● **Exercise passage**
* * *

Lindy Larsson, actor and singer, reveals the shocking truth of how Romani people have been treated in Sweden
"I ask my father if I could read the documents, I want to know, but I'm not prepared for what's there,“ says the actor and singer Lindy Larsson, who is standing with his Bon Bon Band onstage at the Gorki Theater in Berlin on World Romani Day. "My father was eleven years old when he was placed in an orphanage. I read about physical abuse. I read that my father was so badly beaten when he was twelve years old, by one of the caretakers, that he was hospitalized for three weeks. And after that, he suffered from epileptic attacks and convulsions.“ And the enumeration continues.
This biography of Larsson’s father illustrates how the children of Romani people in Sweden were treated until the mid-1970s. Through his performance, Larsson is problematizing not just the fact that Sweden is usually spoken of as a country with liberal values, but also that there exists another side of the coin which has exactly the opposite story to tell: State discrimination, racism and violence.
Larsson’s family requested the documents about his father when they wanted to file a request for compensation to which his father was entitled. “A few weeks later, my sister calls me, I can hear she´s crying. She says: ‘He got the compensation!’“ While that may sound like satisfaction, it’s clear Lindy’s father will live with the consequences of that ill-treatment for the rest of his life, like many other victims.
Larsson interweaves music and spoken word into an evening that takes the audience through places which hurt, which are still unhealed, and which are at risk of further trivialization by the current Swedish government and others. Based on the story of his own family, he presents the widespread treatment of Romani Travellers in Sweden, not just in recent decades, but for several centuries prior.
“Or maybe I should begin big. 1974, the year I was born. Because it was big, for me. It was also the year ABBA won the Eurovision Song Contest, the whole shebang, and that was big, for them. It was also the year it was decided it wasn’t allowed anymore to sterilize us Romani Travellers, and that was big, for us.“ He is referencing many years of a practice that was run systematically, legally, with the assent of the state.
Larsson’s performance also focuses on the anti-Roma novella Tschandala by the well-known Swedish writer August Strindberg. For example, he cites a meeting between the novella’s protagonist and a Romani girl to whom he feels attracted and whom Strindberg describes, through the protagonist, as a person who is “unclean, inferior”, whom he sees as a “monster” and an “animal” who is “loathsome” to the touch, and how “he felt everything had become dirty, his room, his body, his soul.“ Larsson’s selected passages document stereotypes about Romani people which still resonate today and lead to their dehumanization so that these patterns of racism can be more easily applied. And the fact that some continue to stand up for this novella without any critical reflection on it continues. The proof is that recently an ultra-right publisher decided to republish this controversial work.
“We Romani Travellers were even a Swedish film genre. Tattarfilmer. Tattar movies. ‘Gypsy’ movies. And we were very popular. We never played the main role, it wasn’t about us, we just got the minor – but still important – role as the bad example, the threat, the counter-image that defined who the Swedes were.“ He is alluding to a number of stereotypes about the Roma which were spread through such cultural artefacts in order to make the majority society feel “better”. “We were everything else, what no one wanted to be,“ adds Lindy Larsson.

* * *

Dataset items
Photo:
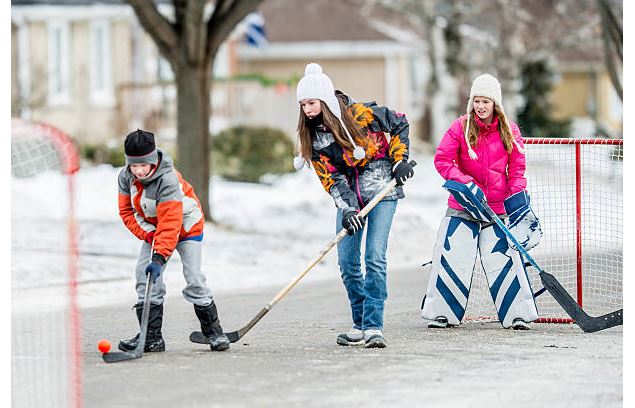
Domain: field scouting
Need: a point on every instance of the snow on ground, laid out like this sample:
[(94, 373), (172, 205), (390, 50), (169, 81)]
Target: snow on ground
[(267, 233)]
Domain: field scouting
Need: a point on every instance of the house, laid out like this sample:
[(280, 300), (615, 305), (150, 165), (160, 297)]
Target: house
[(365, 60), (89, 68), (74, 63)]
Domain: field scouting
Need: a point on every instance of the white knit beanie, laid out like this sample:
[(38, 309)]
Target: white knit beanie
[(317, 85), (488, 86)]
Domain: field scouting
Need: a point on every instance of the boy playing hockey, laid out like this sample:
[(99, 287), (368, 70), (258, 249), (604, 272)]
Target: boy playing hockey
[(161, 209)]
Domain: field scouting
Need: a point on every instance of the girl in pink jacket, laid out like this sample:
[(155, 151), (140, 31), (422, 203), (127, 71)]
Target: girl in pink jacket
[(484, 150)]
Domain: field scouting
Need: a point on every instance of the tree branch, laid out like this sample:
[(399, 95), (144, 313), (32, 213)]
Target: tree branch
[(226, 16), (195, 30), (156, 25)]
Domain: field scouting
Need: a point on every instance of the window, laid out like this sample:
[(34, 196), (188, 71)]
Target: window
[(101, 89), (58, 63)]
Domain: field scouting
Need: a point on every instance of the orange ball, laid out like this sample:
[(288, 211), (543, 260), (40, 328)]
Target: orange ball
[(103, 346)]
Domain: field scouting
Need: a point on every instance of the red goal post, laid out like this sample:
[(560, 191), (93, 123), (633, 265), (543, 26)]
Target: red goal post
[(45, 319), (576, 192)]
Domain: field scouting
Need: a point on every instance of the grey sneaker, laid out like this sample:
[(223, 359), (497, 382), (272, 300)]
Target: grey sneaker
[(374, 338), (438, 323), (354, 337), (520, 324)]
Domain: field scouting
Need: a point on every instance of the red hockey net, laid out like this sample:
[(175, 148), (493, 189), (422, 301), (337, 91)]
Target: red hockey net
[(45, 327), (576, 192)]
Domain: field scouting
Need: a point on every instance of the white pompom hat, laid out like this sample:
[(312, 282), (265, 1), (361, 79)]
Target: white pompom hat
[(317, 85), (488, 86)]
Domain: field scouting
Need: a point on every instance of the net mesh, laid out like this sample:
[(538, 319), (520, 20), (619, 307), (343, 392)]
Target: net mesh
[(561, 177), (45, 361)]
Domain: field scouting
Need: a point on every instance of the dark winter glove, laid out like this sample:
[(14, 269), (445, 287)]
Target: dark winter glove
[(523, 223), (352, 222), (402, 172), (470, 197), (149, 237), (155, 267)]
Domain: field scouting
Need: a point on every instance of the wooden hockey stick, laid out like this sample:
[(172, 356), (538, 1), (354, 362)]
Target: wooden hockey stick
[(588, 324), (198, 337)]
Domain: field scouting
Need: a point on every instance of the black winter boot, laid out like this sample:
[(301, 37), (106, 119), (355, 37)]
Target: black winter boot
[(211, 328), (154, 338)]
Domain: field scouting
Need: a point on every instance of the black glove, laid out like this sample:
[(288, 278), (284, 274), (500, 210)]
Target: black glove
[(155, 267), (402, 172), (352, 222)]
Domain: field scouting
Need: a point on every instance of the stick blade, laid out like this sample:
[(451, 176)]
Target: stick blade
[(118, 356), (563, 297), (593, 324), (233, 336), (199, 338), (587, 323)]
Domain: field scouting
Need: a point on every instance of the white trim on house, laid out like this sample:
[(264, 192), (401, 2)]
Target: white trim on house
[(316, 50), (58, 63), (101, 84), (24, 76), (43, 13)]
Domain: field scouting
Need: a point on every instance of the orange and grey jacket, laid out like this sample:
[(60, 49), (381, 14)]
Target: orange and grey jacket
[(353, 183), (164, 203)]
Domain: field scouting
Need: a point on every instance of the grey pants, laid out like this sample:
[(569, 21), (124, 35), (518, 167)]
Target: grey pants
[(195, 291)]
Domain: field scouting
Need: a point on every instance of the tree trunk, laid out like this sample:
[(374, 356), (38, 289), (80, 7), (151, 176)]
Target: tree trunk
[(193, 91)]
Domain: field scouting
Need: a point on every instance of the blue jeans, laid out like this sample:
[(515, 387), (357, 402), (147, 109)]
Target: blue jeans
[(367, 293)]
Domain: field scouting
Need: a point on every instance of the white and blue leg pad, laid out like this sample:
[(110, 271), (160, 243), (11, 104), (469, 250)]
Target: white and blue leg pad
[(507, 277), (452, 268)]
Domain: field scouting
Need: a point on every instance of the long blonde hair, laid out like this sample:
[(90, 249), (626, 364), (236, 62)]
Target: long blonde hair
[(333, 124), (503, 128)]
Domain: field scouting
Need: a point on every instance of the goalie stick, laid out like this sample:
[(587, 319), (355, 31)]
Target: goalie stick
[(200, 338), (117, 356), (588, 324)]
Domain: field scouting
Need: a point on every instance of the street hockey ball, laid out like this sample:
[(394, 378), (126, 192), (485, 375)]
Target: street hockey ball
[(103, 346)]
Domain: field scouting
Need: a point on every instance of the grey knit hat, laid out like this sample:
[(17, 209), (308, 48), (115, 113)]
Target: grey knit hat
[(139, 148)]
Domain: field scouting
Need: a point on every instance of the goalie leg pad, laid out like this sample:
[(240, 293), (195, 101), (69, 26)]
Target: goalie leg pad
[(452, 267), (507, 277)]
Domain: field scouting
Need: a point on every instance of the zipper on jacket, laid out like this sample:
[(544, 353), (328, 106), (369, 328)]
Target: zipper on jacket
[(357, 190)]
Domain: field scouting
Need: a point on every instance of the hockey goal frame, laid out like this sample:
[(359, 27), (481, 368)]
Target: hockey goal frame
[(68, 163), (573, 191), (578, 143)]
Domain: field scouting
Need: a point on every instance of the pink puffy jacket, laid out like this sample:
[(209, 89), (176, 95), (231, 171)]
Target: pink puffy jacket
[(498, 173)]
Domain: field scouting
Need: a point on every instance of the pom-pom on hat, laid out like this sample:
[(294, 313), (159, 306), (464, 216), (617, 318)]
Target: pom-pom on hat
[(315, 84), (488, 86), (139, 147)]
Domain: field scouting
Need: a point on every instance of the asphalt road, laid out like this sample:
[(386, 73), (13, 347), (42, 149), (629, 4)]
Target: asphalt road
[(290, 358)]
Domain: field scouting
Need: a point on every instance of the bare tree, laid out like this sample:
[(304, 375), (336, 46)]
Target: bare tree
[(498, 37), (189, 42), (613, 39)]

* * *

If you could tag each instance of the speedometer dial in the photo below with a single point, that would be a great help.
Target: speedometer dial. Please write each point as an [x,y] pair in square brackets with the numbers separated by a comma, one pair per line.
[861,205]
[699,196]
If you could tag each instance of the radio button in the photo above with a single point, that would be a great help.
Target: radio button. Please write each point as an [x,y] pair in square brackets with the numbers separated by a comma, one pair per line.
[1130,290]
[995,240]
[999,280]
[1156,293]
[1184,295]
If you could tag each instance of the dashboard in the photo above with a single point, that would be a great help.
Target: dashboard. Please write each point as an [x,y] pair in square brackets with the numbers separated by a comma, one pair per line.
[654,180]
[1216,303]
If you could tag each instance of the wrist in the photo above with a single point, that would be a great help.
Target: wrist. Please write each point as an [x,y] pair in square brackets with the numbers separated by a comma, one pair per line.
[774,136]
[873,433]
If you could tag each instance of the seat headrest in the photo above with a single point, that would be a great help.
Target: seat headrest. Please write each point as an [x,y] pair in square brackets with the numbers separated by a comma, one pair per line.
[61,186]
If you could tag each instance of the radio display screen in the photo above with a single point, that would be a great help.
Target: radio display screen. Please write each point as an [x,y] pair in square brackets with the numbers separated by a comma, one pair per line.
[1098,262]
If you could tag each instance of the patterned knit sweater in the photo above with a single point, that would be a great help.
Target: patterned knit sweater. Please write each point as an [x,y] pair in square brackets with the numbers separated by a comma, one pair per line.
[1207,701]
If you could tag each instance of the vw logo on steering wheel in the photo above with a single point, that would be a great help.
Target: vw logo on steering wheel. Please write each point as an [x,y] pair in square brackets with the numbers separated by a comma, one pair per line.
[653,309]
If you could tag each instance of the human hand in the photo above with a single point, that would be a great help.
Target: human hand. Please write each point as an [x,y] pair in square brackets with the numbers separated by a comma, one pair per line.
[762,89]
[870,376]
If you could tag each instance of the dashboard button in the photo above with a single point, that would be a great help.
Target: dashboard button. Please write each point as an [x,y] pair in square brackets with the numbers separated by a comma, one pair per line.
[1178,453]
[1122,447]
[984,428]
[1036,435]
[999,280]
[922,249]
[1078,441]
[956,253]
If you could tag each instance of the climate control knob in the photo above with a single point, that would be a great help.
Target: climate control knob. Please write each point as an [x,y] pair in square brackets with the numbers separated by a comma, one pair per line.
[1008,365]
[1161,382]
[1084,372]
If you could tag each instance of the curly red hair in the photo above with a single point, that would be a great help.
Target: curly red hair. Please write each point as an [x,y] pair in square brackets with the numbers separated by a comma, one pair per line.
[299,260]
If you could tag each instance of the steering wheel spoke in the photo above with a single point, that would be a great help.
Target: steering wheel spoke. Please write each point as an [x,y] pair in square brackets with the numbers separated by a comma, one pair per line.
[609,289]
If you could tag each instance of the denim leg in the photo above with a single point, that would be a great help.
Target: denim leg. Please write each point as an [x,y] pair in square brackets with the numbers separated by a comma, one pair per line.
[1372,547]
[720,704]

* * *

● **Work order**
Reproduce word for word the part of the article about Lindy Larsson above that begins with the words "This biography of" and ends with "racism and violence.".

● **Response to this exercise**
This biography of Larsson’s father illustrates how the children of Romani people in Sweden were treated until the mid-1970s. Through his performance, Larsson is problematizing not just the fact that Sweden is usually spoken of as a country with liberal values, but also that there exists another side of the coin which has exactly the opposite story to tell: State discrimination, racism and violence.